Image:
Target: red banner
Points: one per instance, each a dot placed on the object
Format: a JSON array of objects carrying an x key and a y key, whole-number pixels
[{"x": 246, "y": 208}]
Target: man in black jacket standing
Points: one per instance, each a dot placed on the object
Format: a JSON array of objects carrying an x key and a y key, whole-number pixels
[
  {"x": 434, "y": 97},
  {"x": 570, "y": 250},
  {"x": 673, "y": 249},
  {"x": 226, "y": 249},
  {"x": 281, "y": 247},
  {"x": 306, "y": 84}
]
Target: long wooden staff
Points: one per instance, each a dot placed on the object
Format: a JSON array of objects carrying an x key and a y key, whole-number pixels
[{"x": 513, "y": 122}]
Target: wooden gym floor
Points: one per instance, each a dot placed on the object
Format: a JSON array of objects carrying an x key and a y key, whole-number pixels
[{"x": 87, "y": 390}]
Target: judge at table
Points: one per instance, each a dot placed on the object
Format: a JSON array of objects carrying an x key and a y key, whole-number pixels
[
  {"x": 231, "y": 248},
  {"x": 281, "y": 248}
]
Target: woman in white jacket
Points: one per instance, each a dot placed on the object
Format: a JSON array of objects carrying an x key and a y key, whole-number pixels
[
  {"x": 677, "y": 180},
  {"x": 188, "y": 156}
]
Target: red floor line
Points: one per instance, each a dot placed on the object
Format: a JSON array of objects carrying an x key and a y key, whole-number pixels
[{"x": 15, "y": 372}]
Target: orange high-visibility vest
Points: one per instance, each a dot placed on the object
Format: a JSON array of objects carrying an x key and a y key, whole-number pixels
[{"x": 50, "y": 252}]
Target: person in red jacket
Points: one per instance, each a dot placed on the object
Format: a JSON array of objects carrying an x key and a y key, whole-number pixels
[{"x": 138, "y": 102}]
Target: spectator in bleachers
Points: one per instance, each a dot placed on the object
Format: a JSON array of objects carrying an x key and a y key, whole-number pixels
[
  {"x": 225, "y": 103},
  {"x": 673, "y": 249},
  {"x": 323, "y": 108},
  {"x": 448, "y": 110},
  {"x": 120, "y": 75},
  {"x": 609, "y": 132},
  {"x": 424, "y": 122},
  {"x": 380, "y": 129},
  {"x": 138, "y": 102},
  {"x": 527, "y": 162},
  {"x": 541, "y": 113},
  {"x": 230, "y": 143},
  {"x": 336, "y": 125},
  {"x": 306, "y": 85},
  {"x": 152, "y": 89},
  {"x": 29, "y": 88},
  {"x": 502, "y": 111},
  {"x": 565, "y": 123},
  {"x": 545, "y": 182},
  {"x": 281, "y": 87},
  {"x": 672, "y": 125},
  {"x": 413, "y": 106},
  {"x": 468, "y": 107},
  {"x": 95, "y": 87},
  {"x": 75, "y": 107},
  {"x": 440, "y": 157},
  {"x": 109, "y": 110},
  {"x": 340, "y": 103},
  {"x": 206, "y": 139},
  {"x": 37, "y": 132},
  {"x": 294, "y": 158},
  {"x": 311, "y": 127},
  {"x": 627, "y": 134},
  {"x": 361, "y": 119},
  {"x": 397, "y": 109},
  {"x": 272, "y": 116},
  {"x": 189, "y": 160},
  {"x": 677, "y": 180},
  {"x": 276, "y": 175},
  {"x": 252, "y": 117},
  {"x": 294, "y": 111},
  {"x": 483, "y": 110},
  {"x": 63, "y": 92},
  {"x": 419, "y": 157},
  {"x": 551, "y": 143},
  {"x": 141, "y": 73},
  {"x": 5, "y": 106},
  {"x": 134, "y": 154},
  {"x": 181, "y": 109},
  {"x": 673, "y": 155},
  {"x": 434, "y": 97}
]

◆ **Consignes de travail**:
Relevez et recopiez chaque ligne des enregistrements ci-dessus où figure le mot « floor ».

◆ **Corrigé**:
Target: wooden gym floor
Target: red floor line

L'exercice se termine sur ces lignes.